§ **WHAT IS ASKED**:
Extract every line of the rows below that contains the word "woven", matching its case exactly.

§ **DATA RECORDS**:
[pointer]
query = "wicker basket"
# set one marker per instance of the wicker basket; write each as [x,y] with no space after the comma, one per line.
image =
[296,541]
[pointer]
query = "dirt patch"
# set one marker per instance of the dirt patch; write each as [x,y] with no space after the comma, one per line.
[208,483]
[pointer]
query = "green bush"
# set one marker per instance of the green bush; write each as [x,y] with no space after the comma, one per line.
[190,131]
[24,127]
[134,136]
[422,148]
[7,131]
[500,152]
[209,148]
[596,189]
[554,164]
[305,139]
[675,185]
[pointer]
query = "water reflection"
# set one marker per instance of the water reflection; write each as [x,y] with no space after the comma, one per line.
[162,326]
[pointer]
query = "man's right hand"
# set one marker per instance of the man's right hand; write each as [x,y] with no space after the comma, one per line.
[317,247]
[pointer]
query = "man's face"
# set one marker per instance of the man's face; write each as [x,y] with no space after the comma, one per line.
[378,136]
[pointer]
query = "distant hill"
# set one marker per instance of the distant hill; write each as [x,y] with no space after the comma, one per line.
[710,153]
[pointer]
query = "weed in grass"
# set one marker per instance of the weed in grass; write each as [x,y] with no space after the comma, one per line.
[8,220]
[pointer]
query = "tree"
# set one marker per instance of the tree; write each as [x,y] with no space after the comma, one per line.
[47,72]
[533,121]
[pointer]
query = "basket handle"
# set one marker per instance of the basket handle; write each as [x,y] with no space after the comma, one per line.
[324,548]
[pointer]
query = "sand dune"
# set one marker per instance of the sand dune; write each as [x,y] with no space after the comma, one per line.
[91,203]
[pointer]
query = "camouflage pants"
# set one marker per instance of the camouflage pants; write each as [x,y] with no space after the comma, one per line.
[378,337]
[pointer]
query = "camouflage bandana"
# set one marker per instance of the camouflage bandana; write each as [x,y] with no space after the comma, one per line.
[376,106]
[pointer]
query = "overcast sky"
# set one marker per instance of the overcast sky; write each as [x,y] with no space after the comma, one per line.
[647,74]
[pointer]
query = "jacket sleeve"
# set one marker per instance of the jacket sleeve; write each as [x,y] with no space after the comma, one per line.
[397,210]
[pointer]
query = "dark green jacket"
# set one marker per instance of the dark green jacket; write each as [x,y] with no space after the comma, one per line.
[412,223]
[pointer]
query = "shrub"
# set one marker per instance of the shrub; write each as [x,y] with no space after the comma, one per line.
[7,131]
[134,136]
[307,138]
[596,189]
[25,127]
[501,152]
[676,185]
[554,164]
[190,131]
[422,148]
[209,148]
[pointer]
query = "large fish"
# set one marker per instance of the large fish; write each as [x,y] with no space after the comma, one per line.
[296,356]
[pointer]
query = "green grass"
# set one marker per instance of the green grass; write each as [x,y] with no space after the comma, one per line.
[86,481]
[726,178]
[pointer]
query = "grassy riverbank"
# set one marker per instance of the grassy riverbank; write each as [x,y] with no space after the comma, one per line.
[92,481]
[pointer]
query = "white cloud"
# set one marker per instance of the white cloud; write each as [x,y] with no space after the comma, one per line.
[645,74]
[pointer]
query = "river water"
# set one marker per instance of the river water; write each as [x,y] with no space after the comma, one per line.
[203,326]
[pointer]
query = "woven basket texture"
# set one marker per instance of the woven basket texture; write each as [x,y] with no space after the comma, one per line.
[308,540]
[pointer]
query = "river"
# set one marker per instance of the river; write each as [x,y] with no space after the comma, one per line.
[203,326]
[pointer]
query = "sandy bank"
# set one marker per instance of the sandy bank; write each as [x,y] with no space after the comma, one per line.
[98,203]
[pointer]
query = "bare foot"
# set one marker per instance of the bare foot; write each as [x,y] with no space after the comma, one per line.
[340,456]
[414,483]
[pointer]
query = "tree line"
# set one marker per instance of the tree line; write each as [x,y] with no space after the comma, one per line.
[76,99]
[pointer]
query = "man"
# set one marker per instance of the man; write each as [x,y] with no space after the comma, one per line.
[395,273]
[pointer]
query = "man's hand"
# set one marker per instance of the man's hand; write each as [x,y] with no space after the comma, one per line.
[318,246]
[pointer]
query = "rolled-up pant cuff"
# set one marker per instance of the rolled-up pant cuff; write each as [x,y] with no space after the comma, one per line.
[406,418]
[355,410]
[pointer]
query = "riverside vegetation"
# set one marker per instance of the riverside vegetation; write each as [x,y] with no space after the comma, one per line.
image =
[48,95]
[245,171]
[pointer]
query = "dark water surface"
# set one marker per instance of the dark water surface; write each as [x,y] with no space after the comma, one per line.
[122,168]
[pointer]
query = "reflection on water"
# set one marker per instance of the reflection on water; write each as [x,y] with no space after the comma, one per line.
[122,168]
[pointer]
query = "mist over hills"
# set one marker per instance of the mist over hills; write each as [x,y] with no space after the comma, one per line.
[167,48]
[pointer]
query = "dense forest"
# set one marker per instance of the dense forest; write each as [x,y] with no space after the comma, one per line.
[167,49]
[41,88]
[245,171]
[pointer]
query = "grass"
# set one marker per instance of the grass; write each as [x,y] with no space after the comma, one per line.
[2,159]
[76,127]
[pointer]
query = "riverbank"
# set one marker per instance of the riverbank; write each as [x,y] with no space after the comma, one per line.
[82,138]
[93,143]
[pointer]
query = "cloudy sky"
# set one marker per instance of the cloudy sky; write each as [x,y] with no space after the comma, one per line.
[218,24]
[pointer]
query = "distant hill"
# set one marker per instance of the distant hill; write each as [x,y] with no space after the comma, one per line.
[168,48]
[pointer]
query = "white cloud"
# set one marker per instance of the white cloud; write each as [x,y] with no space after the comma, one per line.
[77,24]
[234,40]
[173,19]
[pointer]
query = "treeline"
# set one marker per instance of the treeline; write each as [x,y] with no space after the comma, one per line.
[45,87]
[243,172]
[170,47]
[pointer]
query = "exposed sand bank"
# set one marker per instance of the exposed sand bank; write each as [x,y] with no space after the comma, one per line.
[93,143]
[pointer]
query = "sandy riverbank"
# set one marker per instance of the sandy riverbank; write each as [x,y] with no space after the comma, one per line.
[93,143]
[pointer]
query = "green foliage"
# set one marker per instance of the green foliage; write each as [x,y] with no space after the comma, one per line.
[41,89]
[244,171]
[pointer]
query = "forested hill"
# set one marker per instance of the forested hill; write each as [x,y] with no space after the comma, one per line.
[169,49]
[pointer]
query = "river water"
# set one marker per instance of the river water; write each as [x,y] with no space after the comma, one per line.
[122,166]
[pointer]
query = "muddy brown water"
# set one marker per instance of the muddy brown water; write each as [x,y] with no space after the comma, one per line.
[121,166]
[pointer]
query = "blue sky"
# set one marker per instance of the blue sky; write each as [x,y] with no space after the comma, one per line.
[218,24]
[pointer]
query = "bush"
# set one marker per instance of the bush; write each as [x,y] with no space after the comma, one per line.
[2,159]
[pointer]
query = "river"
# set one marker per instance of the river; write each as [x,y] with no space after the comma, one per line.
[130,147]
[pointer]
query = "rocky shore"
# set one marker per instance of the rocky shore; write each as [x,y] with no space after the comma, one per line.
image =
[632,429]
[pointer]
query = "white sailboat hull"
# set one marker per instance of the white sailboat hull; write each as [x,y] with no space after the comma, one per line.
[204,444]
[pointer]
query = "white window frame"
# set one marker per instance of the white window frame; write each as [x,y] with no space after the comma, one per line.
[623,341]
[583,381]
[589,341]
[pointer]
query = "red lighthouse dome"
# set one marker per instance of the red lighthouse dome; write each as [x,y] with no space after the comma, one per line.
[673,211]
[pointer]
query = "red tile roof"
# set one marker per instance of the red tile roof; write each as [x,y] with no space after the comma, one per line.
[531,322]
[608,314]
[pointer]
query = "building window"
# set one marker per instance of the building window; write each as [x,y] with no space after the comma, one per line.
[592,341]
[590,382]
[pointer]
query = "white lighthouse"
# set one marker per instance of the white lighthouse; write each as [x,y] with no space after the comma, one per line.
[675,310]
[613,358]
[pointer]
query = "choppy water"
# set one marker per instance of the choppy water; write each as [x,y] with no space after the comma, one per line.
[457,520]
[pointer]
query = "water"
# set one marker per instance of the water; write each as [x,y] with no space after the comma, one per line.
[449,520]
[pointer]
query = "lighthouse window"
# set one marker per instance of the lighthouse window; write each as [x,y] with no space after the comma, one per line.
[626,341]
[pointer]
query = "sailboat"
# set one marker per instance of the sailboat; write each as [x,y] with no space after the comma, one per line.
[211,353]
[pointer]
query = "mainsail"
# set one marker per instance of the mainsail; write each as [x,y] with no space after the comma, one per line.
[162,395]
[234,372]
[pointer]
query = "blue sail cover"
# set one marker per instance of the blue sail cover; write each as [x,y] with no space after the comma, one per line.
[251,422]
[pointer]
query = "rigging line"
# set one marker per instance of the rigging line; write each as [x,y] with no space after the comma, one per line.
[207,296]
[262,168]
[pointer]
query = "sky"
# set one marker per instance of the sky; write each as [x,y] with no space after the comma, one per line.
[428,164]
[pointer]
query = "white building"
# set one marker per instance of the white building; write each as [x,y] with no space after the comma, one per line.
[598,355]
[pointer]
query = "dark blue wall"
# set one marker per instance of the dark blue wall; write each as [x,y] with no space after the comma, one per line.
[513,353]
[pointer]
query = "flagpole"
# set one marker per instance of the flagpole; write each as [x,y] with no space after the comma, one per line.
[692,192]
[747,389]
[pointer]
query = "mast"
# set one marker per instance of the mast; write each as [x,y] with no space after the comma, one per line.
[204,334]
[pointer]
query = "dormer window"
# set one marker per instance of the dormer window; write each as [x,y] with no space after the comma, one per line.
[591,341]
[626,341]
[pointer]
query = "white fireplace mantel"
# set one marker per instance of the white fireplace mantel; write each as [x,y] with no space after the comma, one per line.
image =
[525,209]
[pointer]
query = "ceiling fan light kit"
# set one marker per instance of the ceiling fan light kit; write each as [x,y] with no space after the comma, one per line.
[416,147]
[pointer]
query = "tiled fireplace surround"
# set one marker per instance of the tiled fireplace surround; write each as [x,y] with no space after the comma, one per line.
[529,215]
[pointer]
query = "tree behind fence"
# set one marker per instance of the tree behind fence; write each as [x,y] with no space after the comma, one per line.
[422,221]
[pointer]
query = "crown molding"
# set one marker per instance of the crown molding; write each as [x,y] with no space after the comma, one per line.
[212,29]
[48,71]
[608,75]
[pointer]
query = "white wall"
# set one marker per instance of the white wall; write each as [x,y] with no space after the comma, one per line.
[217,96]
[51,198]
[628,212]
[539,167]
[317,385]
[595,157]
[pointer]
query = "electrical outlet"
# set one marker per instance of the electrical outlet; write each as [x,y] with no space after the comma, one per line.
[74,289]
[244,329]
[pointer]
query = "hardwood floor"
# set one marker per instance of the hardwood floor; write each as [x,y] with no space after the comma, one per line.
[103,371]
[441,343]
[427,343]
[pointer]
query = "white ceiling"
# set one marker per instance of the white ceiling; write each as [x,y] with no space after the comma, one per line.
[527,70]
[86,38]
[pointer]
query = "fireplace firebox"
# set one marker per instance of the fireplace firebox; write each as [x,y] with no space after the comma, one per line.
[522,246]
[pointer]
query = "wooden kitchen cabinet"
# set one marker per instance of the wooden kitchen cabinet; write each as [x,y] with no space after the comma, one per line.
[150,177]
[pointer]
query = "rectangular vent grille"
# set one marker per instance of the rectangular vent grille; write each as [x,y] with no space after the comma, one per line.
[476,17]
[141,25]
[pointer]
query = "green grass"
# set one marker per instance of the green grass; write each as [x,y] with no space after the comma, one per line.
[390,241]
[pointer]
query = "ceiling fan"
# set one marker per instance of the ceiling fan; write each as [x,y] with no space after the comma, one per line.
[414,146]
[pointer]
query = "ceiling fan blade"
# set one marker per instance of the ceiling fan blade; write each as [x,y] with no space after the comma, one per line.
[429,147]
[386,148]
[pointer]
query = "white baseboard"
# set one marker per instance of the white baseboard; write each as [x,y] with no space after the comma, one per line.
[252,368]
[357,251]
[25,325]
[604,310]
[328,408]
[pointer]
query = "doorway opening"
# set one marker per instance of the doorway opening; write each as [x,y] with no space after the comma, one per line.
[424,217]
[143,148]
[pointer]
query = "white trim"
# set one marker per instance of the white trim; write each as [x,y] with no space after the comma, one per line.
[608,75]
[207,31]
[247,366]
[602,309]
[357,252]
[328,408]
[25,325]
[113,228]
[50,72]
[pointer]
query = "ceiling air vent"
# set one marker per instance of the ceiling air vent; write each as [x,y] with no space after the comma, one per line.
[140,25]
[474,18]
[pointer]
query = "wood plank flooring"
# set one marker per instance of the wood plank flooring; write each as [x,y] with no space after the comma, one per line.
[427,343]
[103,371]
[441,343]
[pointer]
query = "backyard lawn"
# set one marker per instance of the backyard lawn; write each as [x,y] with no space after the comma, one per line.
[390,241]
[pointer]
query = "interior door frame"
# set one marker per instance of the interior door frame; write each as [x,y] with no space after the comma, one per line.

§ **COMPLETE ANSWER**:
query = "woven basket texture"
# set one marker per instance of the woven basket texture; write each as [x,y] with no space after the comma, one per line.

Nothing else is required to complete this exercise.